-- Work to complete --
1. From the film festival post, quote the passage from "The 17th Palm" up to and including "Moonrise (USA, 1948)".
2. Answer these questions using the film festival post:
(a) How many films and countries does the festival program include?
(b) Who was the cinematographer of Moonrise?
(c) What event did Mohsen Makhmalbaf found in Tajikistan's capital?
3. List every playfully erotic substitution for explicit sexuality that the film festival post names in Sex and Philosophy.

-- Selected text --

The 17th Palm Springs International Film Festival is well underway, and it seems like a good event to resume the blogging here at Filmjourney. Like last year, I wrote a couple dozen film synopses for the festival catalogue and obtained a fest pass in return, but PSIFF remains a mixed bag of an experience for me. While it’s certainly the best event for world cinema in Southern California (232 films from 72 countries), it occurs in a resort town primarily catering to gamblers, golfers, and wealthy retirees. I’ve only been here two days and I already miss the social diversity experienced at festivals in San Francisco and Toronto, not to mention my own neighborhood in Los Angeles.
Regardless, I’m seeing some great films, with more on the way.
Moonrise (USA, 1948)
Could there be a better way of inaugurating a film festival than a lush, restored classic by Frank Borzage? In many ways the cinema’s great romantic, Borzage’s impassioned melodramas in gauzy soft focus set the standard for tales in which love conquered all. What a pleasure it is to see this–one of Borzage’s last efforts and a rare film noir in his oeuvre, equal parts shadowy guilt (lensed by Psycho‘s cinematographer, John L. Russell) and a tribute to transcendent amour. In a matter of moments, the famous opening sequence establishes the protagonist’s backstory: his father was executed for a crime, he has suffered from inherited guilt and years of social marginalization, and is currently in the midst of a brawl with a lifelong tormentor. A viscerally psychological and intimate film about fate versus choice, the heart of Moonrise can be summarized with one of its many memorable lines: “To resign from the human race may be the worst crime of all.” Fortunately for the protagonist (and the audience), Borzage offers an alternative.
Sex and Philosophy (Tajikistan, 2005)
Iranian filmmaker and cinema activist Mohsen Makhmalbaf has recently set up shop in Tajikistan (north of Afghanistan), a country once incorporated into the Soviet Union that survived a civil war in the ’90s but has recently simmered. Makhmalbaf (who founded the first Didar Film Festival in the capital) has fashioned his latest film as a tribute to Tajikistan’s rich song and dance culture; it’s a lively and witty musical of sorts addressing, well, sex and philosophy, presented through vivid and surrealist imagery. It was also apparently the single most offending film of the festival so far for reasons entirely beyond me–scores of viewers walked out of the film in several waves, typically during the more abstract sequences. I can only chalk this up to misplaced expectations by an unadventurous crowd hoping for a casual who-knows-what on a Saturday evening, because I found the film completely entertaining on many levels. From clever motifs (stopwatches marking romantic fervor, enflamed–but doomed to expire–candles) to playfully erotic substitutions for explicit sexuality (washing another’s hair, caressing hands, lovers listening to heartbeats), the film is a visually assured and stylish meditation on the lifelong implications of fleeting passions.

-- Extracted entries --

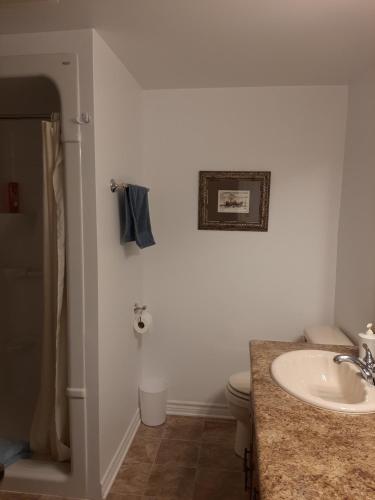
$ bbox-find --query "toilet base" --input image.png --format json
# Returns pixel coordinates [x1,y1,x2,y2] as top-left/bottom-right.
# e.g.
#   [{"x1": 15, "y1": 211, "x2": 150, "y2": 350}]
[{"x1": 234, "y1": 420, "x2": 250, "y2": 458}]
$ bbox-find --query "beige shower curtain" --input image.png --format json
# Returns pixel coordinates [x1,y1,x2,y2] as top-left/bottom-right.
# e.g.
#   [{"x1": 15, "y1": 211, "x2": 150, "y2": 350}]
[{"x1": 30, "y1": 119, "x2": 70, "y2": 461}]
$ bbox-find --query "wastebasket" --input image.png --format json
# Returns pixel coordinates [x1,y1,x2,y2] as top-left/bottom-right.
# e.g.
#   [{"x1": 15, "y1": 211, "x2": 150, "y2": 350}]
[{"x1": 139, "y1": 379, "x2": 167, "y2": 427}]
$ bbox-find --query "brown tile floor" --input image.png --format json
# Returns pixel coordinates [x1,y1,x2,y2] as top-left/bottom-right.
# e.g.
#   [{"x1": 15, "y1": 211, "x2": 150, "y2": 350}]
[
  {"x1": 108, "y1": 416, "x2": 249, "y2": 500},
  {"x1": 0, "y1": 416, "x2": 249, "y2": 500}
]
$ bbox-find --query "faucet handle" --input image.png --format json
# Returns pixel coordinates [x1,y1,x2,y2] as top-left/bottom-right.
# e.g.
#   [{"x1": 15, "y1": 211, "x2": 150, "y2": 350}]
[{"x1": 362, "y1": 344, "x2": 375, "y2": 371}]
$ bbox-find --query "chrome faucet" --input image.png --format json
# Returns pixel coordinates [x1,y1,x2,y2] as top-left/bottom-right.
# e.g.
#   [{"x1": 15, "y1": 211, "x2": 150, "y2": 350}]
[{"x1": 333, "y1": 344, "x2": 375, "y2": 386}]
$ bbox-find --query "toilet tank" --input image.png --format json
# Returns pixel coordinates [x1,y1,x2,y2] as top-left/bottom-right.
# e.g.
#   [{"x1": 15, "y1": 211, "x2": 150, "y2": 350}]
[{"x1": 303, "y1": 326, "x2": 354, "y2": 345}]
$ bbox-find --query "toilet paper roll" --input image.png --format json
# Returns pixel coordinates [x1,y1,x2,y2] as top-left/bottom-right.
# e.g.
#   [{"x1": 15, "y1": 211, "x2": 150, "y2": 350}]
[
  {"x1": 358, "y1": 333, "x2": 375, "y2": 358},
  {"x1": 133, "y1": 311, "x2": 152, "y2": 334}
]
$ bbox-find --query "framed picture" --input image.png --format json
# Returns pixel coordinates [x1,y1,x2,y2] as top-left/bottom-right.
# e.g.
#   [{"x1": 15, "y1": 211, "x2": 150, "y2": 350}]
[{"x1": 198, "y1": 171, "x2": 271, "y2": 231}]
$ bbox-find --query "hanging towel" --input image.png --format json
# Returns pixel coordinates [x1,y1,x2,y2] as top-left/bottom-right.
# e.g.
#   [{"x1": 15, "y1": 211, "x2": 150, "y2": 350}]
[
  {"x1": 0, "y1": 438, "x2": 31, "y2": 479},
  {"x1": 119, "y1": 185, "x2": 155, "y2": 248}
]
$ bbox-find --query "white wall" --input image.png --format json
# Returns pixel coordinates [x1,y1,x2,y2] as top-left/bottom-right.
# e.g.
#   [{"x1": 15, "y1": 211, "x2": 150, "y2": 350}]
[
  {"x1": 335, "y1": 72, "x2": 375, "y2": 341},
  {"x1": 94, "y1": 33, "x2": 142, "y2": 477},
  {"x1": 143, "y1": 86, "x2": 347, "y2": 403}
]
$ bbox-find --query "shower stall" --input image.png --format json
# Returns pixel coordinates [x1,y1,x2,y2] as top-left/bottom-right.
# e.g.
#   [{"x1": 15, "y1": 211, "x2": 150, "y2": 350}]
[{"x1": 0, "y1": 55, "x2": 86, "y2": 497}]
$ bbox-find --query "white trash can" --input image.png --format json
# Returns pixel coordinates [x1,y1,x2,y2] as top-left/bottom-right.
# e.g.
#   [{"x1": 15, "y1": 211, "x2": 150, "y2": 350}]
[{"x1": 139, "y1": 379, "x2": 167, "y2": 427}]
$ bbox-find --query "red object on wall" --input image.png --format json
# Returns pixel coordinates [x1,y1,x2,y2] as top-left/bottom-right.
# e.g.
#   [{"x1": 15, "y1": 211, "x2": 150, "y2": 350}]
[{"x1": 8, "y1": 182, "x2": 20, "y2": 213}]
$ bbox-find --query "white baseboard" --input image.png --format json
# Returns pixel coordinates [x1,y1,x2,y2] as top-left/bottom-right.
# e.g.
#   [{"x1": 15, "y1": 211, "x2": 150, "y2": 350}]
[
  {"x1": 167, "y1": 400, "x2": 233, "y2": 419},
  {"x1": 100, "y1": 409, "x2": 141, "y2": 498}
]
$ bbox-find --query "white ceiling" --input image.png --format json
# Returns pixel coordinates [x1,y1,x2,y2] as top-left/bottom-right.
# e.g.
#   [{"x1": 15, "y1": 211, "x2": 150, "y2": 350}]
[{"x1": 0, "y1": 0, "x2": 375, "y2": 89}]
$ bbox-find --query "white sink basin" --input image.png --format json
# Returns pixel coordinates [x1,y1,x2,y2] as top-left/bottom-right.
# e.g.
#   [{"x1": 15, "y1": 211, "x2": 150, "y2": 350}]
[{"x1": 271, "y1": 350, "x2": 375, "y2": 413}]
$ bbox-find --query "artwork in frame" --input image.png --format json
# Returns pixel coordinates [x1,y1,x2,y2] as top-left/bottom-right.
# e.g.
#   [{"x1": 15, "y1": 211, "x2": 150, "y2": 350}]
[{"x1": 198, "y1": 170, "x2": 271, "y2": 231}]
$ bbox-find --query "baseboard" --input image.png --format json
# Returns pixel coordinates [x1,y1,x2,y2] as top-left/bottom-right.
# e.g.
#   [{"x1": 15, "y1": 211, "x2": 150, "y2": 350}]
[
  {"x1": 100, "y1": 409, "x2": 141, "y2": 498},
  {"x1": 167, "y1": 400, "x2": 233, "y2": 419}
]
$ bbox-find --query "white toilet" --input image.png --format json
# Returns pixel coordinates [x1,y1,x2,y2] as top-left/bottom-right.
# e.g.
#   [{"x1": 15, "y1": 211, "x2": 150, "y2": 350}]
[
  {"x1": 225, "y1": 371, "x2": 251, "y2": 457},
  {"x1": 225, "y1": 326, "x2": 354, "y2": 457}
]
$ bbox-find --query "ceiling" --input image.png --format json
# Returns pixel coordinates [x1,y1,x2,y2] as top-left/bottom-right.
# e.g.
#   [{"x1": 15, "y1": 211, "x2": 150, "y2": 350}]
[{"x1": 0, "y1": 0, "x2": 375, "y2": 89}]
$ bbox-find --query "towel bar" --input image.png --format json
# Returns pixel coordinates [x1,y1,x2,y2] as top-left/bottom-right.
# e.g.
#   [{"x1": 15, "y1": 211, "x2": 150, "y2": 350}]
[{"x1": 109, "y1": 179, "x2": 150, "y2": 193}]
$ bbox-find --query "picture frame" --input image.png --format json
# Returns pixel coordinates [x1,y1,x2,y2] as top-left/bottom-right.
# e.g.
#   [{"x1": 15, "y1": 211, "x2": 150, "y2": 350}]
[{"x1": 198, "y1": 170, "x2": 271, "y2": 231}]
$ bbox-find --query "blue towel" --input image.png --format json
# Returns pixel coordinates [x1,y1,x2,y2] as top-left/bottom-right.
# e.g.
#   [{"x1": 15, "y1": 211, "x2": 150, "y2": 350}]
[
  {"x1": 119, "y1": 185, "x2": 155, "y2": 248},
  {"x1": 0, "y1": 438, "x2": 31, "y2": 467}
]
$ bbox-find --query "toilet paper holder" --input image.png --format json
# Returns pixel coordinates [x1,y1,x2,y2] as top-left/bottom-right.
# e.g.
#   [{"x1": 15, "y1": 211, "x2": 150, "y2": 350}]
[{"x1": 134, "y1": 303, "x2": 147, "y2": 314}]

-- Answer set --
1.
The 17th Palm Springs International Film Festival is well underway, and it seems like a good event to resume the blogging here at Filmjourney. Like last year, I wrote a couple dozen film synopses for the festival catalogue and obtained a fest pass in return, but PSIFF remains a mixed bag of an experience for me. While it’s certainly the best event for world cinema in Southern California (232 films from 72 countries), it occurs in a resort town primarily catering to gamblers, golfers, and wealthy retirees. I’ve only been here two days and I already miss the social diversity experienced at festivals in San Francisco and Toronto, not to mention my own neighborhood in Los Angeles.
Regardless, I’m seeing some great films, with more on the way.
Moonrise (USA, 1948)

2.
(a) 232 films from 72 countries.
(b) John L. Russell.
(c) The first Didar Film Festival.

3.
- Washing another's hair
- Caressing hands
- Lovers listening to heartbeats